KUTIPAN:
※
Kapitalisme Sumber Petaka
Kapitalisme menjadikan negara hanya memosisikan dirinya sebatas regulator saja bagi rakyatnya. Negara tidak bertindak sebagai pelayan rakyat, melainkan penghubung urusan rakyat dengan para penyedia layanan yakni swasta. Akibatnya, segala aspek kehidupan rakyat hari ini dijadikan komoditas bisnis. Hal ini menunjukkan lemah dan jahatnya sistem Sekulerme-Kapitalisme yang menjadi asas pengaturan urusan saat ini, termasuk kesehatan. Sistem ini telah menjadikan kesehatan sebagai komoditas untuk dikapitalisasi. Kualitas kesehatan yang didapat rakyat dibuat berbanding lurus dengan kemampuan rakyat untuk membayarnya. Ini jelas konsep khas ala sistem kapitalisme. Adagium “Orang miskin dilarang sakit” pun menjadi benar adanya.
Islam Sistem Hidup Terbaik
Berbeda dengan Islam sebagai sistem hidup yang sempurna dan berasal dari Al-Khaliq mampu menyelesaikan berbagai persoalan manusia termasuk persoalan kesehatan. Islam menetapkan negara adalah pengurus rakyat, termasuk dalam penanggulangan penyakit menular seperti TBC. Negara berkewajiban melaksanakan berbagai upaya dan langkah yang komprehensif untuk menanggulangi akar masalah secara tuntas, yakni melalui sistem kesehatan yang handal yang ditopang oleh sistem politik dan ekonomi berdasarkan Islam.
Hal tersebut karena sejatinya kesehatan merupakan hak dasar kolektif bagi seluruh rakyat, baik miskin atau pun kaya. Oleh karena itu, negara akan berupaya menjamin rakyatnya agar memperoleh kesehatan sebagai upaya tanggung jawab menciptakan masyarakat yang produktif dan berdaya saing. Dengan demikian, dalam pandangan Islam negara wajib melakukan langkah praktis dan produktif untuk peningkatan daya tahan tubuh masyarakat, yakni menjamin pemenuhan kebutuhan pokok individu dan publik yang semua itu penting bagi terwujudnya sistem imun yang kuat. Baik pangan bergizi, sanitasi dan air bersih hingga perumahan dan permukiman yang sehat, semua harus dijamin oleh negara. Negara akan berusaha mewujudkan kesejahteraan bagi seluruh rakyatnya. Untuk itulah, negara akan menerapkan syariat Islam secara kaffah dalam kehidupan, termasuk sistem politik dan ekonomimya. Sistem ekonomi Islam terbukti mampu mewujudkan keadilan dalam distribusi kekayaan di tengah masyarakat, sehingga harta kekayaan tidak hanya mengendap di segelitir orang kaya saja atas nama kemampuan daya beli.
※
(Butir dari sumber data)
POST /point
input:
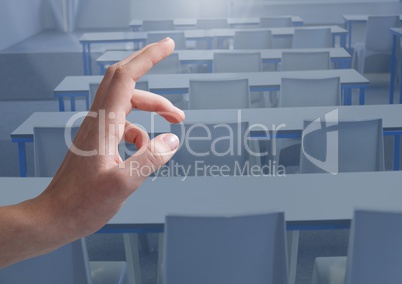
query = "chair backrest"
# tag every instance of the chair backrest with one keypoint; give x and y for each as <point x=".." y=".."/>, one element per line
<point x="255" y="39"/>
<point x="221" y="249"/>
<point x="206" y="145"/>
<point x="169" y="65"/>
<point x="177" y="36"/>
<point x="301" y="92"/>
<point x="312" y="38"/>
<point x="375" y="248"/>
<point x="158" y="25"/>
<point x="93" y="88"/>
<point x="229" y="62"/>
<point x="66" y="265"/>
<point x="378" y="36"/>
<point x="142" y="85"/>
<point x="276" y="22"/>
<point x="213" y="9"/>
<point x="342" y="146"/>
<point x="219" y="94"/>
<point x="49" y="149"/>
<point x="305" y="60"/>
<point x="206" y="24"/>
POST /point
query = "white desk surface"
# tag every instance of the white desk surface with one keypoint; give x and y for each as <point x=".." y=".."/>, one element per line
<point x="291" y="118"/>
<point x="208" y="54"/>
<point x="358" y="18"/>
<point x="231" y="21"/>
<point x="157" y="82"/>
<point x="319" y="198"/>
<point x="192" y="34"/>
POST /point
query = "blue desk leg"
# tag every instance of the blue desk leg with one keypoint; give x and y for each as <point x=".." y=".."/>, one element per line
<point x="397" y="142"/>
<point x="393" y="67"/>
<point x="72" y="98"/>
<point x="84" y="58"/>
<point x="89" y="63"/>
<point x="102" y="69"/>
<point x="362" y="96"/>
<point x="343" y="40"/>
<point x="348" y="27"/>
<point x="209" y="66"/>
<point x="347" y="96"/>
<point x="61" y="103"/>
<point x="22" y="159"/>
<point x="209" y="43"/>
<point x="87" y="101"/>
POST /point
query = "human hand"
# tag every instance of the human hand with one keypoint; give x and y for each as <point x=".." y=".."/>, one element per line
※
TUGAS YANG DIKERJAKAN:
a. Jawablah pertanyaan berikut berdasarkan kutipan:
(i) Dalam kapitalisme, negara memosisikan dirinya sebatas apa bagi rakyatnya?
(ii) Adagium apa yang disebut menjadi benar adanya?
(iii) Penyakit menular apa yang disebut sebagai contoh?
b. Teruskan tulisan tentang kesehatan dalam kapitalisme dan Islam itu mulai dari setelah kalimat terakhirnya.

JAWABAN YANG DIBERIKAN:
a.
(i) Sebatas regulator saja bagi rakyatnya.
(ii) "Orang miskin dilarang sakit".
(iii) TBC.

b.
Negara akan memastikan semua lapisan masyarakat mendapat akses kesehatan gratis, sebab hal tersebit merupakan bagian dari tanggung jawab negara terhadap rakyatnya. Hal ini didukung dengan anggaran negara yang kuat dalam Islam yang berbasis Baitul Maal dan bersifat mutlak. Baitulmail akan terisi oleh banyak pos pemasukan, salah satunya dari pos pemasukan pengelolaan sumber daya alam secara mandiri oleh negara. Bukan malah diserahkan kepada pihak asing sebagaimana yang terjadi dalam sistem kehidupan hari ini. Akibatnya pemasukan negara dari sector pengelolaan sumber daya alam sangat minim, karena semuanya masuk ke kantong swasta. Ini jelas berbeda dengan Islam yang memiliki ketangguhan dalam ekonominya karena pengelolaannya berbasis pada syariat Islam.
Oleh karena itu, kita membutuhkan hadirnya sebuah negara yang secara sempurna menjadikan Islam sebagai fondasi pengaturannya. Negara tersebut adalah Khilafah Islamiah, sebuah kepemimpinan global untuk seluruh kaum muslimin di dunia. Dengan Khilafah, syariat Islam dapat diterapkan secara sempurna dalam kehidupan. Dan hanya dengan syariat, umat hidup sehat, berkah dan mulia.